GIVEN PASSAGE:
● ● ● ● ●

You have probably heard the old “truism” that “Curiosity Killed the Cat”, but did you know that there is a lesser-known version that says, “Curiosity killed the cat, but satisfaction brought it back.” What if curiosity can feel risky, but actually holds the key to both individual and collective liberation?


Welcome

Prelude: “Sailing” (Malone) Danny Malone, piano & vocals, Brent Baldwin, pedal steel guitar

Chalice Lighting

This is the flame we hold in our hearts as we strive for justice for everyone. This is the light we shine upon systems of oppression until they are no more. This is the warmth we share with one another as our struggle becomes our salvation.

Call to Worship

ON GETTING OVER OURSELVES
by Dr. Sharon Blackie

What would happen if we began each day from the position that we don’t know everything, and that what we proudly imagine to be ‘our truth’ and ‘our wisdom’ probably aren’t such perfect reflections of reality after all?

● ● ● ● ●

INFORMATION SUPPLIED:

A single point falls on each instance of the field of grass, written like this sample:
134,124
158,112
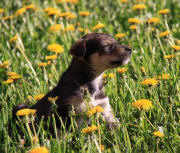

● ● ● ● ●

INSTRUCTION:
Continue the worship service text on curiosity, starting right after its last sentence.

RESULT:
What would happen if we began each day with the realization that it’s entirely possible that we don’t actually know anything that really matters? If we only could cast aside all our categorical certainties, wouldn’t that make each day into a genuine adventure? Wouldn’t we be filled with curiosity, with all that childlike awe and wonder we lost such a very long time ago? Wouldn’t a day like that be so very much richer, so very much more beautiful? So very much wiser?

Affirming Our Mission

Together we nourish souls, transform lives, and do justice to build the Beloved Community.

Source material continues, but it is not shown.